• **Prompt**
Reproduce the items word for word, from their first line through the line containing "point(109, 207)", with both ends included. Leave the pictures out of your answer.

------------------------

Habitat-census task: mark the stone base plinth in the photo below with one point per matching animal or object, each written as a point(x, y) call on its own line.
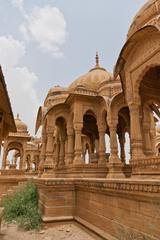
point(92, 170)
point(12, 171)
point(111, 208)
point(115, 170)
point(146, 168)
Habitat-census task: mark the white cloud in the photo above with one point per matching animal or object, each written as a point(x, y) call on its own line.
point(46, 26)
point(20, 80)
point(18, 4)
point(11, 51)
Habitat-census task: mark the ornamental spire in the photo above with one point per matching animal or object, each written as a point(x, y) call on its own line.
point(97, 59)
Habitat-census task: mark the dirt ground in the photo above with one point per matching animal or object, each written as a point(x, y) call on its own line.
point(70, 231)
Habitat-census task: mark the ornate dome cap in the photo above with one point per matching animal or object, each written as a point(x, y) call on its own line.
point(91, 80)
point(147, 15)
point(21, 126)
point(56, 89)
point(158, 129)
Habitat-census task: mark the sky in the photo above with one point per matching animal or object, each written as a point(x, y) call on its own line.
point(44, 43)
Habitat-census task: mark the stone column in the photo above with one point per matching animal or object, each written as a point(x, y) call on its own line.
point(135, 132)
point(42, 153)
point(70, 150)
point(62, 152)
point(114, 165)
point(113, 144)
point(4, 156)
point(102, 145)
point(78, 143)
point(122, 147)
point(153, 135)
point(147, 139)
point(49, 149)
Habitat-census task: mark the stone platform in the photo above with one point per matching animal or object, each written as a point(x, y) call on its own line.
point(109, 207)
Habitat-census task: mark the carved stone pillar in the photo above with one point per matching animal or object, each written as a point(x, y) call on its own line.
point(113, 144)
point(102, 146)
point(70, 151)
point(114, 165)
point(57, 152)
point(62, 152)
point(78, 144)
point(42, 154)
point(49, 149)
point(147, 139)
point(4, 156)
point(135, 132)
point(122, 147)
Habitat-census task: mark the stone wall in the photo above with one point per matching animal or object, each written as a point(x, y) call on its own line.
point(113, 209)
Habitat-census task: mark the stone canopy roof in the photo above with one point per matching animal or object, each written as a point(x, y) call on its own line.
point(147, 15)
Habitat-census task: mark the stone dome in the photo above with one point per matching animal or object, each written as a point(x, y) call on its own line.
point(56, 89)
point(91, 80)
point(147, 15)
point(158, 129)
point(21, 126)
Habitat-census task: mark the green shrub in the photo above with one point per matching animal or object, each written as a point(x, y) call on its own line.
point(22, 207)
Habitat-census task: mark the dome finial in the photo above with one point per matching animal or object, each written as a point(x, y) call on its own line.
point(97, 59)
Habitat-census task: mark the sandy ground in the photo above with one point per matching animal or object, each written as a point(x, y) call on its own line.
point(68, 231)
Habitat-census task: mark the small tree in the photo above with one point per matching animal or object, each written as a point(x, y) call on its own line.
point(22, 207)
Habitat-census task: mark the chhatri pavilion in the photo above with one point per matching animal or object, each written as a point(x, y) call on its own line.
point(83, 172)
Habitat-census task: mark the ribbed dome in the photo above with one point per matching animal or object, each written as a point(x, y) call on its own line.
point(158, 129)
point(147, 15)
point(56, 89)
point(21, 126)
point(91, 80)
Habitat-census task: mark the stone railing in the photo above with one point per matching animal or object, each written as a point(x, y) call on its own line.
point(135, 186)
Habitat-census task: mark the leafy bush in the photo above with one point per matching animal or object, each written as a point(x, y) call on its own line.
point(22, 207)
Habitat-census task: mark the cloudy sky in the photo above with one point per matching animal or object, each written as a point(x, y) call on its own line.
point(44, 43)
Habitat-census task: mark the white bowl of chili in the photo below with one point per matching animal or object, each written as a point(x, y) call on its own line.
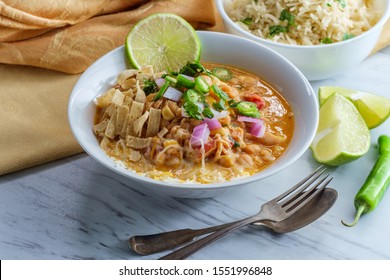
point(322, 40)
point(217, 48)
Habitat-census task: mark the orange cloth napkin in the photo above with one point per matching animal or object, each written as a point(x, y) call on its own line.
point(44, 43)
point(66, 36)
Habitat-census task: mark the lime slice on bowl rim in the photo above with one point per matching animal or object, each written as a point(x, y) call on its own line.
point(342, 135)
point(375, 109)
point(163, 40)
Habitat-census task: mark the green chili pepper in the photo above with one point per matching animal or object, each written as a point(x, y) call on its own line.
point(222, 73)
point(376, 184)
point(201, 85)
point(248, 109)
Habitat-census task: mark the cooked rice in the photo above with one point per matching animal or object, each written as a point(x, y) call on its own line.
point(315, 21)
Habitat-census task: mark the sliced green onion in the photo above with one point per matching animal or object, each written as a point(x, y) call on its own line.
point(222, 73)
point(249, 109)
point(182, 81)
point(208, 113)
point(201, 85)
point(161, 91)
point(219, 106)
point(219, 92)
point(191, 95)
point(170, 79)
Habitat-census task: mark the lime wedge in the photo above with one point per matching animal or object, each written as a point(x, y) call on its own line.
point(374, 109)
point(342, 135)
point(163, 40)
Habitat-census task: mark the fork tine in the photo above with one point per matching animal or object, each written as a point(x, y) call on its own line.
point(317, 172)
point(302, 189)
point(309, 195)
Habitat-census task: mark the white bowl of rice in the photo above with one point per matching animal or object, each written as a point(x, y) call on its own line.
point(322, 38)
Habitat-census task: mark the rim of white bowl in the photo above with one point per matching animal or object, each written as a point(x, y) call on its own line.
point(196, 186)
point(381, 22)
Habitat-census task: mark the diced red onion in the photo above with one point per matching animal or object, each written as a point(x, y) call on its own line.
point(160, 82)
point(173, 94)
point(188, 77)
point(219, 115)
point(200, 135)
point(212, 123)
point(248, 119)
point(258, 129)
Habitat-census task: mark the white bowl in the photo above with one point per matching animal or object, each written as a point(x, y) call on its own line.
point(319, 61)
point(219, 48)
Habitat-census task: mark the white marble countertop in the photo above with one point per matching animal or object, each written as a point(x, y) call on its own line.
point(77, 209)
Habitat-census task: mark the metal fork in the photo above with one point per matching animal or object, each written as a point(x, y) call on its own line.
point(276, 210)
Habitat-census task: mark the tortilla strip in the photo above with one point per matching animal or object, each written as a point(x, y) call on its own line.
point(134, 155)
point(110, 130)
point(109, 112)
point(128, 84)
point(104, 144)
point(137, 142)
point(139, 123)
point(153, 122)
point(121, 115)
point(135, 111)
point(101, 127)
point(140, 96)
point(118, 97)
point(125, 75)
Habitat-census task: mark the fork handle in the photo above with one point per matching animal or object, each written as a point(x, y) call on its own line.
point(193, 247)
point(154, 243)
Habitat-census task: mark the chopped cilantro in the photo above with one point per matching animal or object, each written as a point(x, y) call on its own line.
point(276, 29)
point(193, 110)
point(285, 15)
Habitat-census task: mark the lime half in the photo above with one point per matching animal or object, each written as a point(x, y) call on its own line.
point(163, 40)
point(374, 109)
point(342, 135)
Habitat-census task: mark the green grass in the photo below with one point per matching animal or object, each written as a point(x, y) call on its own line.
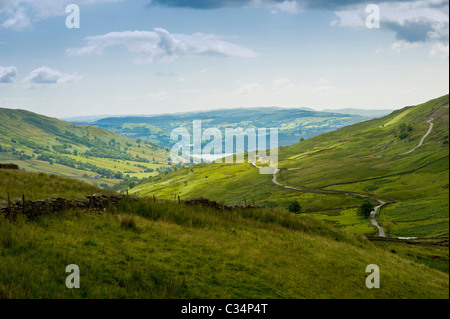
point(351, 154)
point(70, 147)
point(178, 251)
point(40, 186)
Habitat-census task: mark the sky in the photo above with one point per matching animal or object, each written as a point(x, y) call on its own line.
point(163, 56)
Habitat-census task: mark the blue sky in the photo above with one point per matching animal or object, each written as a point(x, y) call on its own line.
point(164, 56)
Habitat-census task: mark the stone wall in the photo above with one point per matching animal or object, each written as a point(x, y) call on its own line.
point(9, 166)
point(213, 204)
point(57, 204)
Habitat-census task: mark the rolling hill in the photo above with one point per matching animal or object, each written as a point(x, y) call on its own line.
point(329, 173)
point(42, 144)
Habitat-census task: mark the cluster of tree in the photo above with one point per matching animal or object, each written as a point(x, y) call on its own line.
point(366, 208)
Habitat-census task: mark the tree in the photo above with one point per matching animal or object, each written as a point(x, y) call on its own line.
point(294, 207)
point(366, 208)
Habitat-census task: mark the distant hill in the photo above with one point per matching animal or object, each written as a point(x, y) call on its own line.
point(42, 144)
point(293, 124)
point(362, 112)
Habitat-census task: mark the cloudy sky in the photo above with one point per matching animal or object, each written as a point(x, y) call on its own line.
point(161, 56)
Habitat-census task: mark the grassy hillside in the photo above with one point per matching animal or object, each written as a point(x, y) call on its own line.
point(41, 144)
point(366, 158)
point(165, 250)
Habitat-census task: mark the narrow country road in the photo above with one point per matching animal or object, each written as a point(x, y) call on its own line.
point(373, 214)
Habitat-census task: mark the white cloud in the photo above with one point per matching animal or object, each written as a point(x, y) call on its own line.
point(400, 46)
point(7, 74)
point(412, 21)
point(45, 75)
point(161, 45)
point(18, 20)
point(250, 88)
point(283, 84)
point(287, 7)
point(18, 14)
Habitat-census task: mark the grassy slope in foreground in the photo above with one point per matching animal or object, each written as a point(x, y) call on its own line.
point(178, 251)
point(361, 151)
point(41, 144)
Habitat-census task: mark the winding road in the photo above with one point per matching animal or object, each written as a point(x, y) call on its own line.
point(423, 137)
point(377, 209)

------------------------

• **Finished answer**
Habitat-census task: mark the stone base plinth in the photo below with one point per matching animal or object, each written as a point(x, y) call on its own line.
point(92, 170)
point(12, 171)
point(111, 208)
point(115, 170)
point(146, 168)
Habitat-census task: mark the white cloud in the photo above with one point per matching animal or object, each written as a point(x, y) call on its own line.
point(46, 26)
point(20, 80)
point(18, 4)
point(11, 51)
Habitat-census task: mark the ornamental spire in the photo above with one point per matching animal or object, each written as a point(x, y) call on its own line.
point(97, 59)
Habitat-census task: mark the dirt ground in the photo above with one point per matching animal or object, each written as a point(x, y) call on its own line.
point(70, 231)
Habitat-census task: mark the ornate dome cap in the photo above with one point per matching animal or object, each written as a point(x, y) call on its own line.
point(91, 80)
point(147, 15)
point(21, 126)
point(56, 89)
point(158, 129)
Habitat-census task: mark the sky in the photo above with one point per matching animal or object, each written as a point(x, y) call on its own line.
point(44, 43)
Habitat-census task: mark the stone column in the photo above with one point per matching animal or object, each written as a point(x, y) call on its own line.
point(135, 132)
point(42, 153)
point(70, 150)
point(62, 152)
point(114, 165)
point(113, 144)
point(4, 156)
point(102, 145)
point(78, 143)
point(122, 147)
point(153, 135)
point(147, 139)
point(49, 149)
Habitat-census task: mark the stone platform in the photo above with one point per matching animal or object, each written as a point(x, y) call on its own line.
point(109, 207)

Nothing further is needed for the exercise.